==== SUPPLIED MATERIAL

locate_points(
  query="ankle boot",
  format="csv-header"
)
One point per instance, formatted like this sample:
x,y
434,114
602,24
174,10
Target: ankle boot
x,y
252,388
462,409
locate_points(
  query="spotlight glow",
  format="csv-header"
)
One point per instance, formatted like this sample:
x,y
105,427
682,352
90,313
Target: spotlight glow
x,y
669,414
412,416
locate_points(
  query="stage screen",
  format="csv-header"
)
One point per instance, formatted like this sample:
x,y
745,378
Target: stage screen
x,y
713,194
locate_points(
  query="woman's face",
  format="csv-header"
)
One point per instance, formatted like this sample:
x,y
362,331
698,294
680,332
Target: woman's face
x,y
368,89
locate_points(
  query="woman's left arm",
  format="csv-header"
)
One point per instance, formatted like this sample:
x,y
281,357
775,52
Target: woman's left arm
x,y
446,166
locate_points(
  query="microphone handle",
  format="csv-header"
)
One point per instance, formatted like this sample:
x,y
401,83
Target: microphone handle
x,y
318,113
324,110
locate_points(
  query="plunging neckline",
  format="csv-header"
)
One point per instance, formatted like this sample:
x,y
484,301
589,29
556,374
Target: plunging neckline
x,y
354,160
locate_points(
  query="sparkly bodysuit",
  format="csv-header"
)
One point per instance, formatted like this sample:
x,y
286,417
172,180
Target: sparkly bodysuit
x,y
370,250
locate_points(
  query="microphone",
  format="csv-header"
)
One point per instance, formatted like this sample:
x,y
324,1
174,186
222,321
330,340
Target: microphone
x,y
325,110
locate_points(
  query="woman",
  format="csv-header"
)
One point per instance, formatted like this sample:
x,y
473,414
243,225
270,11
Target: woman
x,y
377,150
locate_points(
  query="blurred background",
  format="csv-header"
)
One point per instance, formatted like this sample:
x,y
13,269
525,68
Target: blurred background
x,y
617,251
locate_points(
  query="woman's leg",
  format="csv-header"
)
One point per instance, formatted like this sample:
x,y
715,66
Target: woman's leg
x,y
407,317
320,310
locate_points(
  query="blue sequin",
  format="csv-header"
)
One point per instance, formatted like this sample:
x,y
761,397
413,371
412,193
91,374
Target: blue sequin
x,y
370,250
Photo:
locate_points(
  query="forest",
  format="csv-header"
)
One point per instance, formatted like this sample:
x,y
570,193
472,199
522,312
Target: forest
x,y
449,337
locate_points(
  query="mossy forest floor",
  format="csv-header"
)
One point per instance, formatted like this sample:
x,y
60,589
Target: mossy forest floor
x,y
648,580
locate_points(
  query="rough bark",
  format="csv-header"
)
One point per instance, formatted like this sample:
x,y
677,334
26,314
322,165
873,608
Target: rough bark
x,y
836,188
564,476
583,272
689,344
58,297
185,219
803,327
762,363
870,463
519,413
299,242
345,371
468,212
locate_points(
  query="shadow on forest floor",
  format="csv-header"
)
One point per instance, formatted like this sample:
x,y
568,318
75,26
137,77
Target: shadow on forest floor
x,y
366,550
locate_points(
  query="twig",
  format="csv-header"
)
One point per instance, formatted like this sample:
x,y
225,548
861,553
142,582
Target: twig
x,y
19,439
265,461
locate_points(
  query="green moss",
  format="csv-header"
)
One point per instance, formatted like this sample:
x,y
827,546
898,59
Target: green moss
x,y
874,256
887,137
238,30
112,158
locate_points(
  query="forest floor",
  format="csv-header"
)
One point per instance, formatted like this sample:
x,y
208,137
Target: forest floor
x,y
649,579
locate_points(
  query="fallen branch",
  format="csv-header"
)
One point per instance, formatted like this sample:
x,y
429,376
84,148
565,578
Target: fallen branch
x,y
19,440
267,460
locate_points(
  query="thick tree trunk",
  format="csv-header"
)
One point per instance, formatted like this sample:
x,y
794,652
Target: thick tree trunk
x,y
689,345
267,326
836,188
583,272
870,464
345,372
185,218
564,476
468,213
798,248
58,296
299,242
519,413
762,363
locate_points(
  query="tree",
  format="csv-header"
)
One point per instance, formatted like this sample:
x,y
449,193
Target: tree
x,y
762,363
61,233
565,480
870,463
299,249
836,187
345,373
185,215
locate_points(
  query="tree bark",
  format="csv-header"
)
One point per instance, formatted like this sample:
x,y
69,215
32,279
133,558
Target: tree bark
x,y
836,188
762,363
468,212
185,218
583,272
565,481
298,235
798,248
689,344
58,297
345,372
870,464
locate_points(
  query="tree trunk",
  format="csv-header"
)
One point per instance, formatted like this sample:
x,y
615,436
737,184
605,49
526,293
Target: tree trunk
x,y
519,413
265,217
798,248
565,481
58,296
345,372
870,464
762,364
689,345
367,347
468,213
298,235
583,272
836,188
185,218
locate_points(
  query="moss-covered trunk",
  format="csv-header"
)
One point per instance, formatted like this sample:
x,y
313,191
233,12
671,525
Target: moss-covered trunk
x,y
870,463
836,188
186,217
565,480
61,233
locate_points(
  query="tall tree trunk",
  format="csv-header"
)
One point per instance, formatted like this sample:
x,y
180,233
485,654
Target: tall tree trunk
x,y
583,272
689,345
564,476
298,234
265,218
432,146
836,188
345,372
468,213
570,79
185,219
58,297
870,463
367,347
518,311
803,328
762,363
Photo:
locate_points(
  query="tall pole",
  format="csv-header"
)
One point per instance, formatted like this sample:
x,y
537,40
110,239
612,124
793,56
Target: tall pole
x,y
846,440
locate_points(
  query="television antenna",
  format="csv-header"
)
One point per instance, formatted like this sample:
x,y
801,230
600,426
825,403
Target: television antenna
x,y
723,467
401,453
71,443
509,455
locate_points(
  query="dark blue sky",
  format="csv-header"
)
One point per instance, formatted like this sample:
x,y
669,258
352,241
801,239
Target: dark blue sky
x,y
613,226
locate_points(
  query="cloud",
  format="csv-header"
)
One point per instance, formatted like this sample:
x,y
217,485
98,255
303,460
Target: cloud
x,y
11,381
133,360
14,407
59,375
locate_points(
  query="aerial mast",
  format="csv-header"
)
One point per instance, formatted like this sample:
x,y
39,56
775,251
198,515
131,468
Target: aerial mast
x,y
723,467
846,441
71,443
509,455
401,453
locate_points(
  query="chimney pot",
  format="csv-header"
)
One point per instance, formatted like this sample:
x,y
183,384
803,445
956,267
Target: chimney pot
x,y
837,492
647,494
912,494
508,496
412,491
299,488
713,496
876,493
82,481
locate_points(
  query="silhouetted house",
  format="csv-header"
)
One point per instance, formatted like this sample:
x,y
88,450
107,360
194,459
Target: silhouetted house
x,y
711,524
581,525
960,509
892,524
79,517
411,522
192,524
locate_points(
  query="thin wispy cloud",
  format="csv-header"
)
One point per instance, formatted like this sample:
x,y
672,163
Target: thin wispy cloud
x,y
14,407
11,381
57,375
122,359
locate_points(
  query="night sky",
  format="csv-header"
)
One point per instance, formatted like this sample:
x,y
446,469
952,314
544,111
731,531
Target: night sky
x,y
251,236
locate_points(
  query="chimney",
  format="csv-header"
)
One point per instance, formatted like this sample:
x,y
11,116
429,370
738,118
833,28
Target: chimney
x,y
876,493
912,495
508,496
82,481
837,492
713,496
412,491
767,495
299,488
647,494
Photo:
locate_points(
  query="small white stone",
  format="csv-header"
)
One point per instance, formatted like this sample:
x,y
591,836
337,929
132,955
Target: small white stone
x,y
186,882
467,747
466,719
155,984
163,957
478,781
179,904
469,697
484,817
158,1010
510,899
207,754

========

- _WRITTEN TASK_:
Copy the records above exactly as they appear.

- _RESULT_:
locate_points(
  query="ankle boot",
  format="csv-header"
)
One point per instance, formatted like this sample:
x,y
434,114
602,24
174,10
Target: ankle boot
x,y
252,388
462,409
locate_points(
  query="spotlight glow",
  format="csv-header"
)
One point per instance, formatted like this sample:
x,y
105,427
682,352
90,313
Target: spotlight glow
x,y
669,414
412,416
locate_points(
  query="stage screen",
  format="csv-header"
)
One point per instance, formatted like this sample:
x,y
745,378
Target: stage screen
x,y
713,194
locate_points(
  query="woman's face",
  format="csv-header"
)
One point per instance, formatted like this sample:
x,y
362,331
698,294
680,332
Target: woman's face
x,y
368,89
locate_points(
  query="woman's left arm",
  format="csv-header"
)
One point per instance, formatted like this sample:
x,y
281,357
775,52
Target: woman's left arm
x,y
446,166
locate_points(
  query="microphone handle",
  format="csv-header"
)
One point per instance, formatted like this sample:
x,y
401,83
Target: microphone handle
x,y
318,113
324,110
locate_points(
  query="plunging neckline",
  format="csv-header"
)
One point per instance, formatted like this sample:
x,y
484,301
589,29
556,374
Target: plunging neckline
x,y
354,160
locate_points(
  query="sparkly bodysuit",
  format="csv-header"
)
One point per instance, formatted like this sample:
x,y
286,417
172,180
Target: sparkly bodysuit
x,y
370,250
locate_points(
  query="microphone",
  format="csv-header"
)
One point per instance, formatted like this sample:
x,y
324,1
174,186
222,321
330,340
Target: microphone
x,y
325,110
locate_points(
  query="woman",
  format="csv-header"
)
One point per instance, formatted like this sample:
x,y
473,414
243,225
270,11
Target: woman
x,y
377,150
locate_points(
  query="blurred background",
  format="csv-header"
)
One point per instance, formatted like this sample:
x,y
13,269
525,68
Target: blurred background
x,y
617,251
locate_points(
  query="woman's leg",
  format="csv-header"
)
One point per instance, formatted like this sample:
x,y
715,66
Target: woman's leg
x,y
407,317
320,310
locate_points(
  query="blue sequin",
  format="csv-header"
)
One point per instance, formatted like this sample:
x,y
761,397
413,371
412,193
91,374
Target: blue sequin
x,y
370,250
Photo:
locate_points(
  query="forest",
  format="csv-header"
)
One point per instance, formatted like this sample:
x,y
570,193
472,199
522,312
Target: forest
x,y
449,337
locate_points(
  query="mossy forest floor",
  format="csv-header"
)
One point per instance, formatted like this sample:
x,y
60,589
Target: mossy forest floor
x,y
648,580
locate_points(
  query="rough bark",
  format="csv-header"
)
One point per instance, formatted like this sample:
x,y
677,334
26,314
322,165
873,608
Target: rough bark
x,y
836,188
564,476
583,272
689,344
58,297
185,219
803,327
762,363
870,463
519,413
299,242
345,371
468,212
locate_points(
  query="shadow on forest floor",
  format="csv-header"
)
One point per instance, formatted like this sample:
x,y
568,318
75,26
137,77
Target: shadow on forest floor
x,y
366,550
locate_points(
  query="twig",
  format="csv-header"
)
One point per instance, formatted like this sample:
x,y
225,548
861,553
142,582
Target: twig
x,y
19,439
265,461
locate_points(
  query="green moss",
  format="csv-header"
)
One point per instance, formatted like this sample:
x,y
827,546
898,59
Target: green moss
x,y
874,256
887,137
238,30
112,158
locate_points(
  query="forest floor",
  format="csv-header"
)
One point per instance, formatted like this sample:
x,y
208,137
Target: forest floor
x,y
649,579
locate_points(
  query="fallen branch",
  format="csv-header"
)
One point per instance, formatted like this sample:
x,y
429,376
84,148
565,578
Target: fallen branch
x,y
19,440
267,460
locate_points(
  query="thick tree trunk",
  format="csv-header"
)
One point per instance, formatted like this sample:
x,y
794,652
Target: thick tree trunk
x,y
689,345
267,326
836,188
583,272
870,464
345,372
185,218
564,476
468,213
798,248
58,296
299,242
519,413
762,363
locate_points(
  query="tree",
  format="csv-header"
)
One point per instance, formatted like this sample:
x,y
449,193
Target: tree
x,y
762,363
61,233
565,480
870,463
299,249
836,187
345,373
185,215
locate_points(
  query="tree bark",
  format="csv-header"
)
One point per instance, formatted like this sample:
x,y
69,215
32,279
133,558
Target: tree bark
x,y
836,188
762,363
468,212
185,218
583,272
565,481
298,235
798,248
689,344
58,297
345,372
870,464
locate_points(
  query="tree trunk",
  format="csv-header"
)
One point per instance, formatted like this sample:
x,y
615,436
737,184
605,49
526,293
Target: tree trunk
x,y
519,413
265,217
798,248
565,481
58,296
345,372
870,464
762,364
689,345
367,347
468,213
298,235
583,272
836,188
185,218
locate_points(
  query="moss-covered trunk",
  format="csv-header"
)
One point per instance, formatted like this sample:
x,y
313,191
233,12
671,525
Target: moss-covered trunk
x,y
870,463
836,188
186,217
565,480
61,233
locate_points(
  query="tall tree trunk",
  format="csv-header"
)
One point per instance, formatted like this sample:
x,y
180,233
485,654
Target: tall tree trunk
x,y
583,272
689,345
564,476
298,234
265,218
432,146
836,188
345,372
468,213
570,79
185,219
58,297
870,463
367,347
518,311
803,328
762,363
Photo:
locate_points(
  query="tall pole",
  format="csv-header"
)
One point per instance, formatted like this sample:
x,y
537,40
110,239
612,124
793,56
Target: tall pole
x,y
846,440
locate_points(
  query="television antenna",
  format="csv-header"
)
One point per instance, formatted like this sample:
x,y
801,230
600,426
825,403
Target: television antenna
x,y
723,467
401,453
71,443
509,455
locate_points(
  query="dark blue sky",
  format="csv-header"
)
One point per instance, formatted like this sample:
x,y
669,258
352,241
801,239
Target: dark blue sky
x,y
613,226
locate_points(
  query="cloud",
  format="csv-header"
)
One point per instance, formatted like this sample:
x,y
217,485
98,255
303,460
Target: cloud
x,y
11,381
133,360
14,407
59,375
locate_points(
  query="aerial mast",
  format="csv-header"
)
One point per instance, formatted like this sample:
x,y
39,56
775,251
198,515
131,468
Target: aerial mast
x,y
723,467
846,441
71,443
509,455
401,453
locate_points(
  query="chimney pot",
  format="csv-header"
)
One point per instance, formatted like this sample:
x,y
183,384
803,445
956,267
Target: chimney pot
x,y
837,492
647,494
912,494
508,496
412,491
299,488
713,496
876,493
82,481
locate_points(
  query="silhouetted house",
  format="csv-header"
)
One point per instance, formatted like this sample:
x,y
88,450
107,360
194,459
Target: silhouetted house
x,y
711,524
581,525
960,509
892,524
79,517
411,522
192,524
locate_points(
  query="thin wispy cloud",
  format="csv-header"
)
One point per instance, formatted like this sample:
x,y
672,163
Target: thin wispy cloud
x,y
14,407
11,381
57,375
122,359
locate_points(
  query="night sky",
  format="csv-header"
)
One point per instance, formatted like this sample:
x,y
446,469
952,314
544,111
731,531
Target: night sky
x,y
251,236
locate_points(
  query="chimney",
  format="csv-header"
)
One point per instance, formatted like this sample:
x,y
11,116
429,370
738,118
833,28
Target: chimney
x,y
876,493
912,495
508,496
82,481
837,492
713,496
412,491
767,495
299,488
647,494
Photo:
locate_points(
  query="small white stone",
  format="csv-header"
)
One point per instance, formatted like this sample:
x,y
591,836
337,929
132,955
Target: small white stone
x,y
186,882
467,747
466,719
155,984
163,957
478,781
179,904
469,697
484,817
158,1010
510,899
207,754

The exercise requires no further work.